↓↓↓

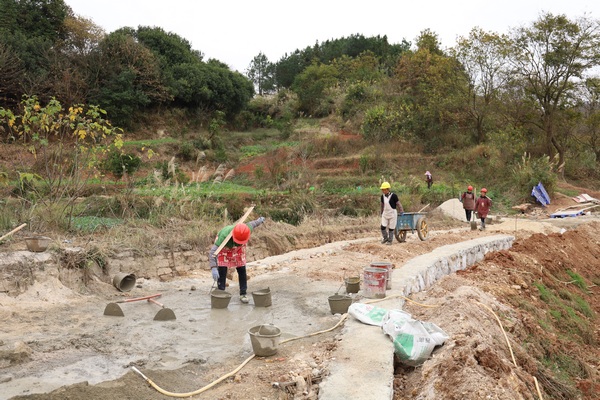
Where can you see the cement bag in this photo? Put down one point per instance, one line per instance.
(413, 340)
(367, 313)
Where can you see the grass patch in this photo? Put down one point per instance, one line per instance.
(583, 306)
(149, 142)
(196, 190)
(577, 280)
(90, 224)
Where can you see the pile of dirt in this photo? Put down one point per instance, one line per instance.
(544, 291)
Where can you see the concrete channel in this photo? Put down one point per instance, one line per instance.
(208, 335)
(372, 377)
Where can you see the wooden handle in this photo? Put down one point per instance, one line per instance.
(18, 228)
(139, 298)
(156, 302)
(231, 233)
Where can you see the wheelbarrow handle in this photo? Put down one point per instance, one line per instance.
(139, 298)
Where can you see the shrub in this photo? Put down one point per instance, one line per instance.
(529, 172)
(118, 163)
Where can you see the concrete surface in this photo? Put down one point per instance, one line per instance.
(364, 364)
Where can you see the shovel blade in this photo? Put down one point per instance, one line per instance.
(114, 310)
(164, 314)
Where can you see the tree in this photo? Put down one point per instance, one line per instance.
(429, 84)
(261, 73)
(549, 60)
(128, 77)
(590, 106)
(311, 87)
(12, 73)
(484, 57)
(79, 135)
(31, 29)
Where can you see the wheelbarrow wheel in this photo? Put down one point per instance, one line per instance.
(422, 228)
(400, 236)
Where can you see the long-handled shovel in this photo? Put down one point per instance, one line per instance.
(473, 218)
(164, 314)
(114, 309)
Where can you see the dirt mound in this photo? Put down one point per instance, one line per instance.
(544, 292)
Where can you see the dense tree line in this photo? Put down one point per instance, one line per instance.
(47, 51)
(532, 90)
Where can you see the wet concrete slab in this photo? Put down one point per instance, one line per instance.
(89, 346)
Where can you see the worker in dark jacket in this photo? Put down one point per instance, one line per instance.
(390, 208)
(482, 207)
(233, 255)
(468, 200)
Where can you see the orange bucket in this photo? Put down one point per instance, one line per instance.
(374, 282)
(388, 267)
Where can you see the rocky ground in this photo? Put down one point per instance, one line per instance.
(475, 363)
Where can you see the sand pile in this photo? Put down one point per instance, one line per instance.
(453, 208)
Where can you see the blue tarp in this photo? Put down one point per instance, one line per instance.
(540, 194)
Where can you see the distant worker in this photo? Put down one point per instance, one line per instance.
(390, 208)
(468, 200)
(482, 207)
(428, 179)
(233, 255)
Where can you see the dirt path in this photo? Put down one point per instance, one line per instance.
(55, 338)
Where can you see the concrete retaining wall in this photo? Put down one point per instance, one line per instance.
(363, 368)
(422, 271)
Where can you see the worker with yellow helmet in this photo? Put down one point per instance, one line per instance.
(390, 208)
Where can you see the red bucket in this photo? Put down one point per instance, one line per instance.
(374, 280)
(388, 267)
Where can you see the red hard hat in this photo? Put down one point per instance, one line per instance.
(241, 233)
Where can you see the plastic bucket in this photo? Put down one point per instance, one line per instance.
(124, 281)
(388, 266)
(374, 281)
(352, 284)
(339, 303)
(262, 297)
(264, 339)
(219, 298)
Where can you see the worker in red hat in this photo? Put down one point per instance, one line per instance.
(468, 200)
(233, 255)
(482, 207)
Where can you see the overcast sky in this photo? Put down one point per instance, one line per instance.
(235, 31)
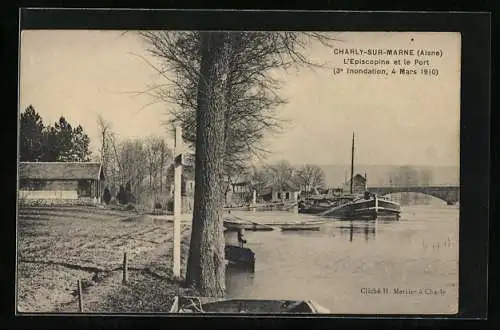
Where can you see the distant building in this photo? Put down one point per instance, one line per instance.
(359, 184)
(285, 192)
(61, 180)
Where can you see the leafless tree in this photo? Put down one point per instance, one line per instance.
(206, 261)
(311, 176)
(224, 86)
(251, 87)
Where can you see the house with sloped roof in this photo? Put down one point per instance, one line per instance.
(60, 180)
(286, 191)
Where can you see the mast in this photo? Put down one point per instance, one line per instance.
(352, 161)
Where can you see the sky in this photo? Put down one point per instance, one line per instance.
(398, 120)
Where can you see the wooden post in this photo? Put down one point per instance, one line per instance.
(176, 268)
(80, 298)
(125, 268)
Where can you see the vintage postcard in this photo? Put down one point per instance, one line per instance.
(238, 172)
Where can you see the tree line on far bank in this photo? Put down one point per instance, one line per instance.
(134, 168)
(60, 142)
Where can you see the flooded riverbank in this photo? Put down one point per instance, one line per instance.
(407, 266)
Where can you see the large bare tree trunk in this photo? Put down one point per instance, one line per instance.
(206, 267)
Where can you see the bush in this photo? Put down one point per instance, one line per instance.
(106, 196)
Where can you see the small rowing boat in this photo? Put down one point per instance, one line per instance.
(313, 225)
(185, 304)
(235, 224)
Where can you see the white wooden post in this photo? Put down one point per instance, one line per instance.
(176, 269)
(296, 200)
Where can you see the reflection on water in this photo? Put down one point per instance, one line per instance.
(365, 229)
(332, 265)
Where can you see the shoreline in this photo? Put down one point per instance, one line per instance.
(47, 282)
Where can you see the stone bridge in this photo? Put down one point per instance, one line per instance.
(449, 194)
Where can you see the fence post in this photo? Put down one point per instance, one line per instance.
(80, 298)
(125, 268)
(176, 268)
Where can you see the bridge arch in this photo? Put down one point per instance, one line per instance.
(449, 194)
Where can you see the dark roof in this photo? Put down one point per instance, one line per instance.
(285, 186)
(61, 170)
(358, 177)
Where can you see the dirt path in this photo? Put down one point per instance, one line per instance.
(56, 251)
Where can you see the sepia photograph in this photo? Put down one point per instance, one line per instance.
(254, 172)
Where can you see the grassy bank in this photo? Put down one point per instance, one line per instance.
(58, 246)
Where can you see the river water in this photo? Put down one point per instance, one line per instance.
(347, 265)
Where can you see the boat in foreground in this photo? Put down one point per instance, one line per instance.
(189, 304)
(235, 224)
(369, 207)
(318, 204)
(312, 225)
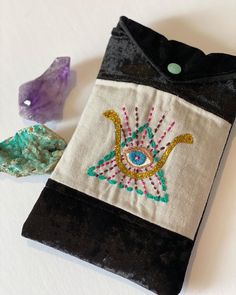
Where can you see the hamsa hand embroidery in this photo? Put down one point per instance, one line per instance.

↑↑↑

#### THE PROBLEM
Write the listing above out again exactly, dropping each image.

#### RESULT OF THE EXERCISE
Where can you see the cement bag in this photo? Put down one point per instance, one line per instance.
(413, 340)
(367, 313)
Where can you see the grass patch in this photo? Put down one point per instance, one line per instance.
(583, 306)
(149, 142)
(196, 190)
(577, 280)
(90, 224)
Where can you see the pile of dirt in this photo? Put down one point per instance, one line per instance.
(544, 291)
Where can you see the concrete channel in this photo? Put down one point per instance, one line per instance.
(208, 335)
(372, 377)
Where can you see the wooden handle in this photo? Put down one point per instance, one line per instance.
(18, 228)
(139, 298)
(156, 302)
(231, 233)
Where can you see the wheelbarrow handle in this photo? Put down one point per instance, one line per instance.
(139, 298)
Where can you see the shrub in this photo? Put down one point per instance, one line per instance.
(529, 172)
(118, 163)
Where can you see the concrete surface in this photo? Put down one point per instance, one line per instance.
(364, 364)
Where can you see the shovel blade in this photo? Put down one point per instance, one line per instance.
(114, 310)
(164, 314)
Where can you see the tree in this photo? Put down one point per instance, one line per instance.
(429, 84)
(261, 73)
(549, 60)
(128, 77)
(590, 106)
(311, 87)
(12, 73)
(484, 57)
(79, 135)
(31, 29)
Where can you see the wheelbarrow wheel in this photo? Put down one point per instance, one line per instance.
(422, 228)
(400, 236)
Where can you see the long-handled shovel in this photo? Put down one point per instance, one line per instance.
(473, 218)
(164, 314)
(114, 309)
Where can you see the dirt mound in this photo? Put down one point per instance, one line per instance.
(544, 292)
Where can you see the dense tree line in this photo? Put down one point per instance, one line per instance.
(47, 51)
(532, 90)
Where can you see the wet concrete slab in this photo? Put down one point per instance, one line per instance.
(89, 346)
Where can you see the worker in dark jacket in this photo? Put down one point per instance, one line per instance.
(390, 208)
(482, 207)
(233, 255)
(468, 200)
Where can you see the orange bucket in this photo? Put down one point per instance, one line per instance.
(374, 282)
(388, 267)
Where can you see the rocky ground in this photo? Put down one point per instance, one line per instance.
(475, 363)
Where can you see the sand pile in this photo? Put down one point per instance, one line per instance.
(453, 208)
Where can you see the blue tarp in this photo? Put down one point per instance, one line per instance.
(540, 194)
Where can you see the distant worker in this photo? Put down one point per instance, one line per instance.
(390, 208)
(468, 200)
(482, 207)
(428, 179)
(233, 255)
Where can you see the dirt path in this photo? Put down one point per instance, one line per instance.
(55, 338)
Where can you see the concrete retaining wall in this photo? Put down one point per instance, one line per instance.
(363, 368)
(422, 271)
Where can you see the worker with yellow helmet in this photo? Put down one point per instance, one line per instance.
(390, 208)
Where can you see the red bucket in this photo? Put down one point per instance, one line per instance.
(374, 280)
(388, 267)
Where can you see the red hard hat in this photo? Put down one point per instance, one line per instance.
(241, 233)
Where can you see the plastic bucket in this photo? Put down one point per instance, one line per instance.
(124, 281)
(388, 266)
(374, 281)
(352, 284)
(339, 303)
(262, 297)
(264, 339)
(219, 298)
Where can you see the worker in red hat in this photo? Put down one point per instance, one line per instance.
(468, 200)
(233, 255)
(482, 207)
Where can you see the overcast sky in this photo? Put down one point per instance, one line per instance.
(235, 31)
Where can you see the distant building in this photo? Put down one point per instance, one line per instance.
(359, 184)
(285, 192)
(61, 180)
Where can you see the leafless tree in this photo? Put down one point per instance, one line per instance.
(206, 261)
(311, 176)
(224, 86)
(251, 87)
Where can you see the house with sloped roof in this photo? Put down one point per instance, one line per instance.
(60, 180)
(286, 191)
Where can you see the mast in this photo? Put down one point per instance, one line per instance.
(352, 161)
Where can you see the sky in this photo? Put down one point per instance, one line per instance.
(398, 120)
Where can you see the wooden post in this photo? Put down one point per instance, one line per instance.
(176, 268)
(80, 298)
(125, 268)
Where can you see the vintage postcard in this photo? Put down one point per instance, one line per instance.
(238, 172)
Where can you see the tree line on far bank in this photo? Put down one point per instance, one line per instance.
(134, 168)
(60, 142)
Where can you see the flooded riverbank in this photo? Put down one point per instance, one line per instance.
(407, 266)
Where can you see the large bare tree trunk in this photo? Put down one point per instance, one line per instance.
(206, 267)
Where can you see the bush in this photo? Put down one point per instance, one line per instance.
(106, 196)
Where can you see the small rowing boat in this photo? Put down one point per instance, one line per instance.
(313, 225)
(185, 304)
(235, 224)
Where can you see the white wooden post in this photo? Put down one point per instance, one line per instance.
(176, 269)
(296, 200)
Where can you see the reflection on water in this photo? Put down one point per instance, one line per instance.
(365, 229)
(332, 265)
Where can you see the shoreline in this photo? Put down one point per instance, one line per instance.
(47, 282)
Where can you see the stone bridge in this photo? Put down one point per instance, one line per instance.
(449, 194)
Where can you see the fence post in this photo? Put down one point per instance, one line per instance.
(80, 298)
(125, 268)
(176, 268)
Where can you see the bridge arch in this photo? Put down one point per instance, one line per instance.
(449, 194)
Where can you see the dark roof in this photo? Put down one point per instance, one line per instance.
(285, 186)
(61, 170)
(358, 177)
Where can you see the dirt path in this photo? Put down one point per instance, one line per instance.
(56, 251)
Where can you see the sepia photograph in this photo? Put down one point per instance, one line per instance.
(254, 172)
Where can you see the grassy bank in this photo? Put down one point per instance, one line per instance.
(58, 246)
Where can you see the river water in this photo? Put down one point per instance, one line per instance.
(347, 265)
Where can you see the boat in foreground in this photo? Put down one point per instance, one line per instance.
(189, 304)
(235, 224)
(369, 207)
(318, 204)
(312, 225)
Where can you see the hamsa hand embroidery in this photo? Put down one point per instance, one line per instance.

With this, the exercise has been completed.